TRECHO FORNECIDO >>
José Ugaz - Há um misto de surpresa e confirmação. De alguma maneira, esperávamos que isso ocorresse porque havia uma série de suspeitas sobre Michel Temer e algumas evidências que o vinculavam a casos de corrupção. Era questão de tempo. O que ocorreu simplesmente adiciona gravidade a um tema de urgência no país que é a situação política brasileira e sua democracia.

O que a ampliação do espectro político dos envolvidos aponta?
Alguns setores haviam dito que a Lava Jato era uma perseguição à esquerda. Outros haviam dito que era uma crise da direita empresarial. Mas o que ocorreu agora confirma o que os especialistas sempre afirmaram: corrupção não tem ideologia. Ela é transversal na política. O caso do Brasil é didático: há líderes de partidos de esquerda, há empresários que claramente não são esquerdistas e há políticos da direita envolvidos em casos graves de corrupção. Todos, de alguma maneira, tentam desmerecer a Lava Jato.

Por quê?

ENUNCIADO DA TAREFA A >>
Responda com base no trecho fornecido:
(i) Segundo José Ugaz, sobre quem havia uma série de suspeitas?
(ii) O que alguns setores haviam dito que a Lava Jato era?
(iii) Segundo os especialistas, o que a corrupção não tem?
ENUNCIADO DA TAREFA B >>
Troque "suspeitas" por "acusações" ao reescrever o trecho fornecido de "José Ugaz - Há" a "e sua democracia.".

DADOS REGISTRADOS >>
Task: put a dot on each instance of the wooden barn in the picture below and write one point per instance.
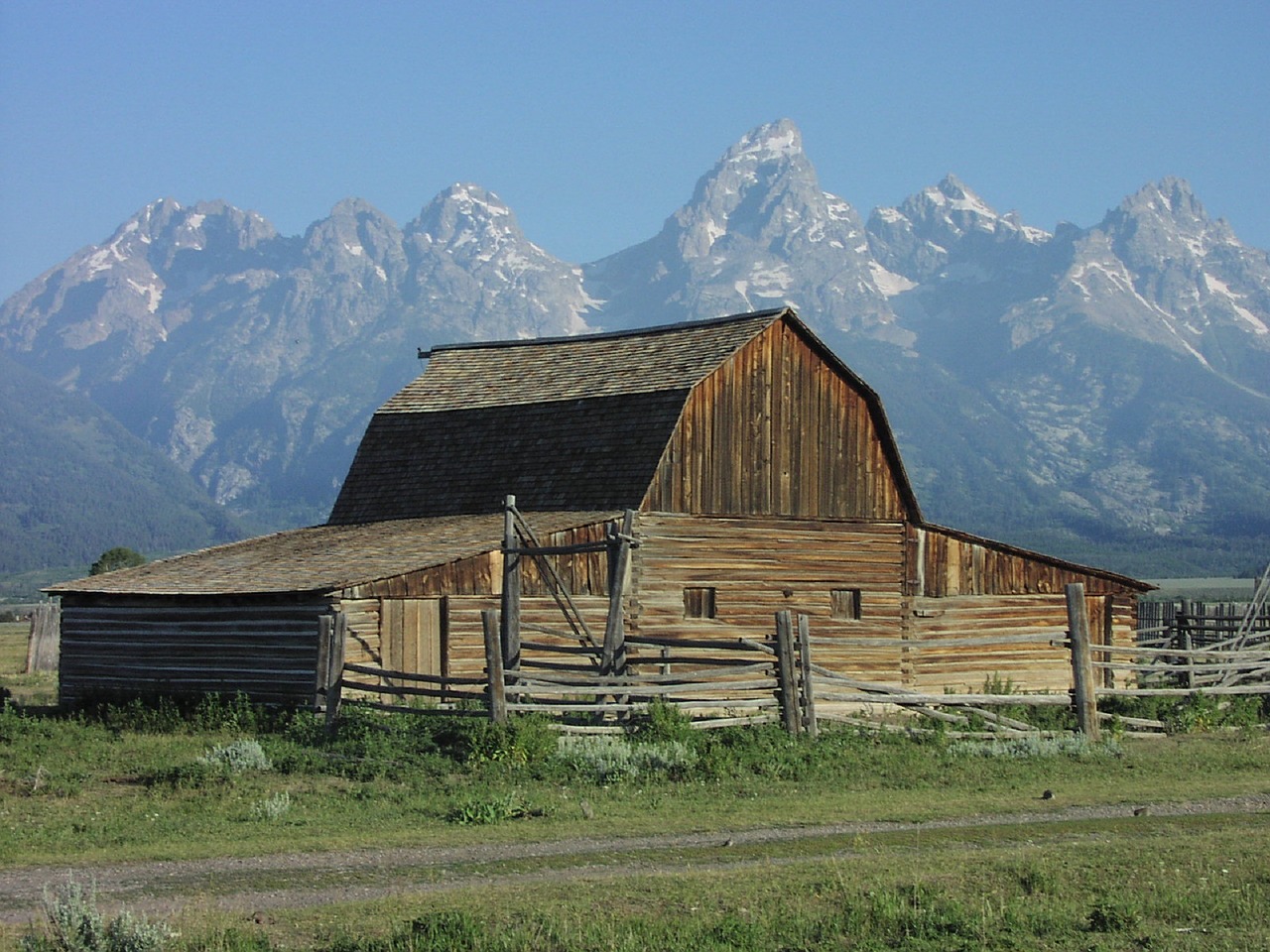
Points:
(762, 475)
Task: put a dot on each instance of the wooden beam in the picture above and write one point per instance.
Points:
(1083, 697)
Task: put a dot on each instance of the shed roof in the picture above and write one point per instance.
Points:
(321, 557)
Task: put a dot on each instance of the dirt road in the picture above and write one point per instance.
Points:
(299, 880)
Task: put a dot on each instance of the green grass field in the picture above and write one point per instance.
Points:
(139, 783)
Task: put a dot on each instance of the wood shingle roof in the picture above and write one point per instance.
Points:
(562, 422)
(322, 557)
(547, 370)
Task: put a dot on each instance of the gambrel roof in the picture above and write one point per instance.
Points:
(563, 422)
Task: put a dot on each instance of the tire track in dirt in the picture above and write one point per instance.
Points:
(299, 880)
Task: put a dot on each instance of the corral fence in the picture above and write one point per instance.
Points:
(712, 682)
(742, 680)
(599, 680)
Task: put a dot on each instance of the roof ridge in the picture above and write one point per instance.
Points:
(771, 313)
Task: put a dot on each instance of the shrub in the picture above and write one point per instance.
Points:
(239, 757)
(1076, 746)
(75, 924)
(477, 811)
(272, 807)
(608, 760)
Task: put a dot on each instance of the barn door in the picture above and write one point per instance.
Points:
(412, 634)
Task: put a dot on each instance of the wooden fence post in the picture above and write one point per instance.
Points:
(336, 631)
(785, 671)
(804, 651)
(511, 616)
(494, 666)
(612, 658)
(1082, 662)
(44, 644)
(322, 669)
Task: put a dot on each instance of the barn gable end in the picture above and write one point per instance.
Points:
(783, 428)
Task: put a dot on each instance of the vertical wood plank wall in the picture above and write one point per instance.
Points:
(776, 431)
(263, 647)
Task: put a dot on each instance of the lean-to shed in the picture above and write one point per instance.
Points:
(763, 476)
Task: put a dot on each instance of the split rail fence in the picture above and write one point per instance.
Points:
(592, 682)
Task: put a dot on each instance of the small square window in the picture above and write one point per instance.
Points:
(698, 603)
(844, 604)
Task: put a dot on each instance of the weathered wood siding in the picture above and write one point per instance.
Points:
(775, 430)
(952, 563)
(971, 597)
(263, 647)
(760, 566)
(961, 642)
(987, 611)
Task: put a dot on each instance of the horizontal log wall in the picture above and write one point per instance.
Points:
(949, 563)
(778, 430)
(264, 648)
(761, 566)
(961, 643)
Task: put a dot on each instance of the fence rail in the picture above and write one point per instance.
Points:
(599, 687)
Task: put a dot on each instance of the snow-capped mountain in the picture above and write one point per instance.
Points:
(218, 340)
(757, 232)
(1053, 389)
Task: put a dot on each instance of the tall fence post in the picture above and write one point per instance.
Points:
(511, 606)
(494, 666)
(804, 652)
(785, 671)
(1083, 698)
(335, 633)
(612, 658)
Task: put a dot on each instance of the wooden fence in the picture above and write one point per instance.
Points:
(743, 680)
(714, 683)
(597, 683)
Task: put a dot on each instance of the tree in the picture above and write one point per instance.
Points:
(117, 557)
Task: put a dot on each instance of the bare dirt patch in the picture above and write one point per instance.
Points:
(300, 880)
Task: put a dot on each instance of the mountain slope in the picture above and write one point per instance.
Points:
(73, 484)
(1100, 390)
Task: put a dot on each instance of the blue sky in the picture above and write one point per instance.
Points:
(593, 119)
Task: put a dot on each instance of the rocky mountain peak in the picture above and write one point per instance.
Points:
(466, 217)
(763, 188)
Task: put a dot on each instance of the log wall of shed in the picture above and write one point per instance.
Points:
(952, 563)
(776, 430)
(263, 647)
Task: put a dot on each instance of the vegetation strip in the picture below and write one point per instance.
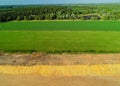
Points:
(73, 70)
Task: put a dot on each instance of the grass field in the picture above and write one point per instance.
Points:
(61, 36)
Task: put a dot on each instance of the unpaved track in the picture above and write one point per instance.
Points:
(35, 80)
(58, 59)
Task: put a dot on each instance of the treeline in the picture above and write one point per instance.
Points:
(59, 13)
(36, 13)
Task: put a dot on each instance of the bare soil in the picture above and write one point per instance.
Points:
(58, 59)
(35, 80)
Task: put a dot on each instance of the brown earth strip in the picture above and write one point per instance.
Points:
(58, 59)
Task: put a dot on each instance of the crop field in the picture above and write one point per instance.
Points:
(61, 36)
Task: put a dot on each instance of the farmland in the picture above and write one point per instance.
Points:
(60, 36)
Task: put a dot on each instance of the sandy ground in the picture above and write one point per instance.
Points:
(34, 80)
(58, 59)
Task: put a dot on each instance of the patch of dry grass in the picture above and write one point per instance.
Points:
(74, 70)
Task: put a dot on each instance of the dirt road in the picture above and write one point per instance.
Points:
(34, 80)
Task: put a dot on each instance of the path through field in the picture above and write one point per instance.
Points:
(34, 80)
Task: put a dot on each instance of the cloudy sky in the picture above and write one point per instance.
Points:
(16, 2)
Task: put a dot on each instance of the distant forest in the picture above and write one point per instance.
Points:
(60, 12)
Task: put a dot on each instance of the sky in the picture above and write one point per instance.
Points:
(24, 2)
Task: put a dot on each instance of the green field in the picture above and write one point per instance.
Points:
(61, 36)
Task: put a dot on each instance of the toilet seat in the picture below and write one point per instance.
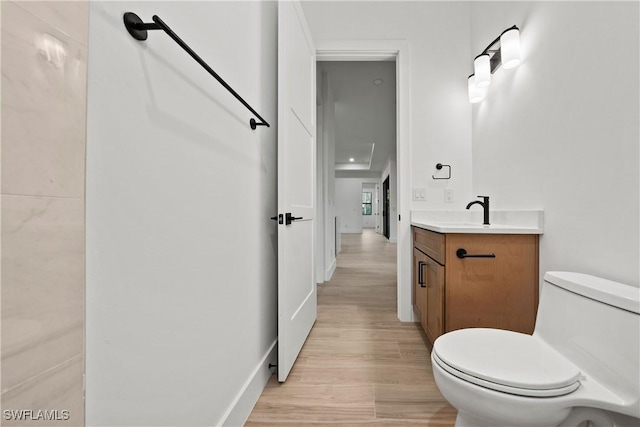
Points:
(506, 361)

RESOLUÇÃO DA TAREFA A >>
(i) Sobre Michel Temer.
(ii) Uma perseguição à esquerda.
(iii) Ideologia.

RESOLUÇÃO DA TAREFA B >>
José Ugaz - Há um misto de surpresa e confirmação. De alguma maneira, esperávamos que isso ocorresse porque havia uma série de acusações sobre Michel Temer e algumas evidências que o vinculavam a casos de corrupção. Era questão de tempo. O que ocorreu simplesmente adiciona gravidade a um tema de urgência no país que é a situação política brasileira e sua democracia.